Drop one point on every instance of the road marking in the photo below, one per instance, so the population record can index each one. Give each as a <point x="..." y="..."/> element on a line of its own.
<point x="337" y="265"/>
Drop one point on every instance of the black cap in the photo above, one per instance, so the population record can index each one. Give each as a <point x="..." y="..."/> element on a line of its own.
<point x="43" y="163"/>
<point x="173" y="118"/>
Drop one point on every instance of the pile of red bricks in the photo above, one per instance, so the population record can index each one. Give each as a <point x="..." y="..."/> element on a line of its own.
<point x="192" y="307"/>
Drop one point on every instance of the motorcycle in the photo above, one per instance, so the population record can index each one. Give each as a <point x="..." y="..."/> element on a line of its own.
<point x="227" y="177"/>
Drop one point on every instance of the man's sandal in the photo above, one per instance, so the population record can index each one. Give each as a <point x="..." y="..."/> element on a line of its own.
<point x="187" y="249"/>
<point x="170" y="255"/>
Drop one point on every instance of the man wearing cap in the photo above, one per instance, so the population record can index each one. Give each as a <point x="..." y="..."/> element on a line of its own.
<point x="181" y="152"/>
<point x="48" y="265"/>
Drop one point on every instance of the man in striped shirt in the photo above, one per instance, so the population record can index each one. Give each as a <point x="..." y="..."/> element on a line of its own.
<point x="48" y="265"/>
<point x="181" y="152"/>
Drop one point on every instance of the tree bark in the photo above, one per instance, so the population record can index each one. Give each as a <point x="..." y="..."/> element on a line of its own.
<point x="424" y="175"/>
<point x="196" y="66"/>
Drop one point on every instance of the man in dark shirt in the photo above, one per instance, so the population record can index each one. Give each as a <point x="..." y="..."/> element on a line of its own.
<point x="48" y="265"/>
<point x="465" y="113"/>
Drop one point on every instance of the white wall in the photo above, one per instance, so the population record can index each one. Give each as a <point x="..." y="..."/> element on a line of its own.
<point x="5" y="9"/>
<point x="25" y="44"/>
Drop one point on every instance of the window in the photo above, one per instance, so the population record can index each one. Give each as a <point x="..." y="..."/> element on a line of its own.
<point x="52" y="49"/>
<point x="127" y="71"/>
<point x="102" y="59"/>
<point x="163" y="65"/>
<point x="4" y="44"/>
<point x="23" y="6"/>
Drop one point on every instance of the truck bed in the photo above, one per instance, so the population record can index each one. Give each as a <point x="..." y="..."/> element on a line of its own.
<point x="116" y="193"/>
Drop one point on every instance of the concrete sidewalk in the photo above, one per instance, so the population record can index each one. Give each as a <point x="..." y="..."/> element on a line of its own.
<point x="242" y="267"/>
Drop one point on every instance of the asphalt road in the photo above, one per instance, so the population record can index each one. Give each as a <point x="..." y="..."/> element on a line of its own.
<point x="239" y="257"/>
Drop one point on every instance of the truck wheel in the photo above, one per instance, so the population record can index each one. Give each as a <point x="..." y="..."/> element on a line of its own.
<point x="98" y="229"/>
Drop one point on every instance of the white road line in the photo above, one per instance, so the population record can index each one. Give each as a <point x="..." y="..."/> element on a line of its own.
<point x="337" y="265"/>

TASK TO COMPLETE:
The records above must each be restated exactly as they stand.

TASK SOLUTION:
Drop one point on every instance of the road marking in the photo below, one per instance, so the population record can index each one. Give each as a <point x="..." y="..."/> element on a line of its own.
<point x="337" y="265"/>
Drop one point on every instance of the black cap in the photo above, one per instance, so the population record can index each one. Give each as a <point x="..." y="..."/> element on a line of its own.
<point x="43" y="163"/>
<point x="173" y="118"/>
Drop one point on every instance of the pile of red bricks in the photo above, one per instance, so the population record can index each one. Give each as a <point x="..." y="..."/> element on a line of its own.
<point x="192" y="307"/>
Drop one point on every instance of the motorcycle in the photo above, one per instance, so the population record can index each one. Give each as a <point x="..." y="..."/> element on a line of its own.
<point x="227" y="177"/>
Drop one point on every instance of the man's sandal in the photo above, one per instance, so the population record can index each one. Give each as a <point x="..." y="..."/> element on a line of its own.
<point x="187" y="249"/>
<point x="170" y="255"/>
Drop one point on every instance of the man wearing cap in the photo above, one per instance, so the population record can index each one. Give each as a <point x="..." y="..."/> element on a line of its own.
<point x="181" y="152"/>
<point x="48" y="265"/>
Drop one point on every instance of the man in striped shirt in the photo above, one per instance, so the population record can index each one. Give each as a <point x="..." y="..."/> element on a line of its own.
<point x="48" y="265"/>
<point x="181" y="152"/>
Drop one point on every instance of the tree bark in the photo above, one per instance, so the population record can index each one. Give each as a <point x="..." y="..."/> element on a line of its own.
<point x="424" y="175"/>
<point x="196" y="66"/>
Drop one point on every instance of the man in dark shirt in the photo above, one per instance, so the population record can index each one. Give each as a <point x="..." y="..."/> element on a line of its own.
<point x="48" y="265"/>
<point x="465" y="113"/>
Drop one point on every instance of the white wall in the photo above, one per instance, so the population record can index each one. Give each as a <point x="..." y="..."/> element on a line of its own.
<point x="5" y="9"/>
<point x="25" y="44"/>
Drop one point on every instance of the window in the photo above, one per instance, so the population record can index each one. Give each as a <point x="..." y="..."/> element on a line of its own.
<point x="52" y="49"/>
<point x="127" y="71"/>
<point x="102" y="59"/>
<point x="163" y="65"/>
<point x="4" y="44"/>
<point x="23" y="6"/>
Drop one point on every instance of the truck bed in the photo above, one per instance, so the population record can index each one. Give each as a <point x="..." y="..."/> element on a line of its own.
<point x="116" y="193"/>
Drop one point on every instance of the concrete sidewalk in the photo above, one per instance, so the population record can index each one. Give each as a <point x="..." y="..."/> element on a line of its own.
<point x="242" y="267"/>
Drop one point on every instance of the asphalt road in the photo above, one per instance, so the population record can index each one. Give each as a <point x="..." y="..."/> element on a line of its own.
<point x="239" y="257"/>
Drop one point on every instance of the truck wheel in the photo above, one per instance, so the population record can index each one. Give each as a <point x="..." y="..."/> element on a line of its own.
<point x="98" y="229"/>
Drop one point on every instance of the white road line in the photo above, one per instance, so the population record can index each one. Give each as a <point x="..." y="..."/> element on a line of its own.
<point x="337" y="265"/>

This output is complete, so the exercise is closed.